Given instruction
Swap "innermost point" for "center point" throughout the material below, and change nothing else. Leave the pictures out of your answer.

Records from a point labeling set
====

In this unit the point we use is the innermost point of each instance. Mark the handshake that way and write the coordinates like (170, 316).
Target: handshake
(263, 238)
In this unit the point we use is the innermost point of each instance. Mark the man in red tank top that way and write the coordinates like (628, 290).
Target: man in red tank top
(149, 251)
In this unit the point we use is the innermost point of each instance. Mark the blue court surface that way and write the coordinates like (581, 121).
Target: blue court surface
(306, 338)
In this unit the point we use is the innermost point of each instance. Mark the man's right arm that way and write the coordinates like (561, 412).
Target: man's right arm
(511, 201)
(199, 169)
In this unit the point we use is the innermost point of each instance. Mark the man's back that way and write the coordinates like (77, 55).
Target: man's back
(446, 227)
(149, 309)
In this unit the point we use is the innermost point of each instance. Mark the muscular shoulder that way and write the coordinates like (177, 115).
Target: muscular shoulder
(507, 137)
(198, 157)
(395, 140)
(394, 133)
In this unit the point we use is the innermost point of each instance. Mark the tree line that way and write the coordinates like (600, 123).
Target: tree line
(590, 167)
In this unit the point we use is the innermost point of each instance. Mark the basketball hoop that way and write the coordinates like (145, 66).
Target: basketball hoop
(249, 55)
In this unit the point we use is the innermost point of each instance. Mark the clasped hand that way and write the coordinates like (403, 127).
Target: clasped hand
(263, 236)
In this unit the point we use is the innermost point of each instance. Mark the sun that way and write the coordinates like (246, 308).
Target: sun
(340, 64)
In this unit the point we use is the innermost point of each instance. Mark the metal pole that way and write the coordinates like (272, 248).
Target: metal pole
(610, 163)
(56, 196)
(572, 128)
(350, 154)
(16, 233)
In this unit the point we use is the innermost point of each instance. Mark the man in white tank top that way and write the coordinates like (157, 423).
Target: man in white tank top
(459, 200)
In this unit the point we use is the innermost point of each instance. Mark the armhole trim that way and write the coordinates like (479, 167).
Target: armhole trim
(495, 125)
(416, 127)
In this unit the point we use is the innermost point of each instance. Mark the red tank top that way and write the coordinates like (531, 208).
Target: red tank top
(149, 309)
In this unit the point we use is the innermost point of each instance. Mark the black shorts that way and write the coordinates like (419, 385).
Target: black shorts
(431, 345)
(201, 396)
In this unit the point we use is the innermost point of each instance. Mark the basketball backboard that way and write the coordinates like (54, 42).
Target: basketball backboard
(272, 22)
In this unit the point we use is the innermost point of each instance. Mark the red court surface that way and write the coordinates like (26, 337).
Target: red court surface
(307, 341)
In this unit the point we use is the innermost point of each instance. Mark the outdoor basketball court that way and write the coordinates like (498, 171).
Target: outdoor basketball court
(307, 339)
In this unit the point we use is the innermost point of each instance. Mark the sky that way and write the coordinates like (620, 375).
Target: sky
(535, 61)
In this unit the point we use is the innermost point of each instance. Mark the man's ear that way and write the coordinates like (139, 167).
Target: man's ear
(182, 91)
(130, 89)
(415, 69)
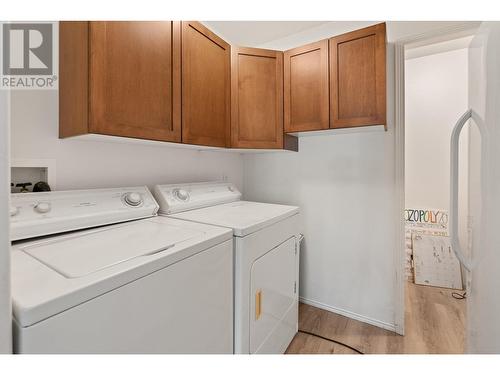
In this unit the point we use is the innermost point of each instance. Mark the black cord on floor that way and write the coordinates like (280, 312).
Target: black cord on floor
(331, 340)
(457, 295)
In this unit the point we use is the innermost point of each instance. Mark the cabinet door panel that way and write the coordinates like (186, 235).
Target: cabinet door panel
(257, 98)
(357, 78)
(205, 86)
(306, 87)
(135, 79)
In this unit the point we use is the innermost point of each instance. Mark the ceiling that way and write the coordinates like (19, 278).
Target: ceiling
(255, 33)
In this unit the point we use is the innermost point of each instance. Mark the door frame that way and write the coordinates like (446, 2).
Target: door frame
(440, 35)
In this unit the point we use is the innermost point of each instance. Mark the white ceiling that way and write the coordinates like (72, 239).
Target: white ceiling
(255, 33)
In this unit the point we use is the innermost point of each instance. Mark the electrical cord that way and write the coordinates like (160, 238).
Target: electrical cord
(457, 295)
(331, 340)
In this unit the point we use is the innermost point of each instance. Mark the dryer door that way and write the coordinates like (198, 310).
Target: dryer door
(273, 299)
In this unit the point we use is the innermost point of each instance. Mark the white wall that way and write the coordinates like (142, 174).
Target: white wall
(5, 302)
(484, 302)
(344, 184)
(89, 164)
(436, 95)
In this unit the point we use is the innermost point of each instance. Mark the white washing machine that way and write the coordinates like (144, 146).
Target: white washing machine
(147, 285)
(266, 259)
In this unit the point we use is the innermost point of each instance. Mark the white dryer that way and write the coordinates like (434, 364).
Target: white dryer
(266, 258)
(147, 285)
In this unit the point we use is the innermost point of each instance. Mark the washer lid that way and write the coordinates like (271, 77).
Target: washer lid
(242, 216)
(86, 253)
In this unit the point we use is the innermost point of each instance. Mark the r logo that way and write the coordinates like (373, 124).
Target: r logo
(27, 49)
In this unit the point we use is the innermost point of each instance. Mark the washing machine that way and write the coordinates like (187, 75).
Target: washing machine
(266, 258)
(134, 282)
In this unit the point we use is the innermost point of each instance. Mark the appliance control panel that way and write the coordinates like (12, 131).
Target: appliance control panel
(185, 197)
(39, 214)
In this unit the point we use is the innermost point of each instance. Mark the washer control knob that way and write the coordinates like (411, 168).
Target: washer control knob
(181, 194)
(42, 207)
(133, 199)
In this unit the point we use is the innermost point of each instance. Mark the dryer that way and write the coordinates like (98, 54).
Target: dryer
(266, 258)
(149, 284)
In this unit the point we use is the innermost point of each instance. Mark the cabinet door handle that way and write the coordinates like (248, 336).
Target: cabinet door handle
(258, 304)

====

Reply
In this unit the point we use is the center point of each instance. Mark the handshake that way and write the coordinates like (170, 316).
Target: handshake
(263, 238)
In this unit the point we use is the center point of each instance. Mark the man in red tank top that way and write the coordinates like (628, 290).
Target: man in red tank top
(149, 251)
In this unit the point we use is the center point of each instance. Mark the blue court surface that way and write the coordinates like (581, 121).
Target: blue court surface
(306, 338)
In this unit the point we use is the center point of each instance. Mark the man's right arm that way and write the coordinates like (561, 412).
Target: man's right arm
(511, 201)
(199, 169)
In this unit the point we use is the center point of each instance. Mark the man's back that way and write the coordinates like (77, 55).
Target: man's back
(446, 227)
(149, 309)
In this unit the point we use is the center point of each instance. Mark the muscular shoulder that way and write the coordinates like (177, 115).
Target: muscular shoulder
(507, 137)
(198, 157)
(395, 140)
(394, 133)
In this unit the point we use is the center point of each instance. Mark the tree line that way and write the coordinates like (600, 123).
Target: tree line
(590, 167)
In this unit the point we use is the center point of each instance. Mark the basketball hoop that way and write the coordinates like (145, 66).
Target: basketball hoop
(249, 55)
In this unit the point we use is the center point of each instance. Mark the clasped hand that way and write the coordinates like (403, 127).
Target: clasped hand
(263, 236)
In this unit the point we use is the center point of each instance. Mark the sun that way and write the coordinates like (246, 308).
Target: sun
(340, 64)
In this unit the point we use is the center point of each instance. Mark the metal pole that way and write the coordinates like (272, 248).
Target: metal pole
(610, 163)
(56, 196)
(572, 128)
(350, 154)
(16, 233)
In this unit the point we use is the center point of each instance. Mark the man in white tank top that way and write the coordinates like (157, 423).
Target: man in white tank top
(459, 200)
In this unit the point we use is the center point of each instance. Mark the armhole trim that way and write the coordinates like (479, 167).
Target: armhole trim
(495, 125)
(416, 127)
In this unit the point we use is the center point of each instance. Mark the red tank top that way and write the coordinates like (531, 208).
Target: red tank top
(149, 309)
In this unit the point we use is the center point of each instance. Mark the black shorts that way and write the coordinates like (419, 385).
Target: black shorts
(431, 345)
(201, 396)
In this unit the point we use is the center point of each instance. Mark the basketball backboard that way and write the coordinates like (54, 42).
Target: basketball backboard
(272, 22)
In this unit the point we use is the center point of each instance. Mark the red court surface that way and write the coordinates like (26, 337).
Target: red court surface
(307, 341)
In this unit the point we use is the center point of each instance. Mark the outdoor basketball court that way and write the coordinates like (498, 171).
Target: outdoor basketball court
(307, 339)
In this unit the point we use is the center point of each instance. Mark the sky that way and write the coordinates like (620, 375).
Target: sky
(535, 61)
In this unit the point we use is the center point of each instance. Mark the man's ear that way and write the coordinates like (139, 167).
Target: man's ear
(182, 91)
(130, 89)
(415, 69)
In this unit the point we use is the center point of each instance. Mark the black cord on floor that way and write the coordinates like (280, 312).
Target: black cord on floor
(331, 340)
(457, 295)
In this unit the point we use is the center point of each instance. Mark the cabinet door panel that way and write the coordinates like (186, 235).
Target: cabinet door panel
(257, 98)
(357, 78)
(205, 86)
(306, 87)
(135, 79)
In this unit the point we use is the center point of each instance. Mark the ceiling that way and write the coordinates like (19, 278).
Target: ceiling
(255, 33)
In this unit the point we use is the center point of each instance. Mark the door frame that way and write the coordinates like (446, 2).
Target: door frame
(440, 35)
In this unit the point we use is the center point of each instance. Mark the white ceiling that way and write the coordinates like (72, 239).
Target: white ceiling
(255, 33)
In this unit the point we use is the center point of each instance. Mark the electrical cord that way and write the coordinates like (160, 238).
Target: electrical cord
(457, 295)
(331, 340)
In this unit the point we use is the center point of each instance. Mark the dryer door that way and write the coordinates like (198, 310).
Target: dryer door
(273, 299)
In this unit the point we use is the center point of each instance. Mark the white wall that way and write the coordinates like (142, 174).
Target: white wall
(5, 302)
(484, 302)
(344, 184)
(89, 164)
(436, 95)
In this unit the point we use is the center point of each instance. Mark the white washing machine that way and write the coordinates like (144, 146).
Target: white washing machine
(147, 285)
(266, 259)
In this unit the point we use is the center point of each instance. Mark the white dryer that way and write the coordinates like (434, 364).
Target: white dryer
(266, 258)
(147, 285)
In this unit the point we use is the center point of each instance. Mark the washer lid that way and write the coordinates like (271, 77).
Target: washer lid
(242, 216)
(86, 253)
In this unit the point we use is the center point of each instance. Mark the r logo that way and write the coordinates like (373, 124).
Target: r logo
(27, 49)
In this unit the point we use is the center point of each instance. Mark the washing machine that way and write the coordinates like (187, 75).
Target: washing machine
(266, 258)
(134, 282)
In this unit the point we use is the center point of each instance. Mark the appliance control panel that way and write the coordinates like (12, 131).
Target: appliance control panel
(185, 197)
(39, 214)
In this unit the point we use is the center point of each instance. Mark the washer control knob that way and write the coordinates like (411, 168).
Target: washer control knob
(181, 194)
(42, 207)
(133, 199)
In this unit the point we use is the center point of each instance. Mark the dryer that way and write the coordinates like (98, 54).
Target: dryer
(266, 258)
(149, 284)
In this unit the point we use is the center point of each instance. Mark the cabinet door handle that way and write the coordinates like (248, 336).
Target: cabinet door handle
(258, 304)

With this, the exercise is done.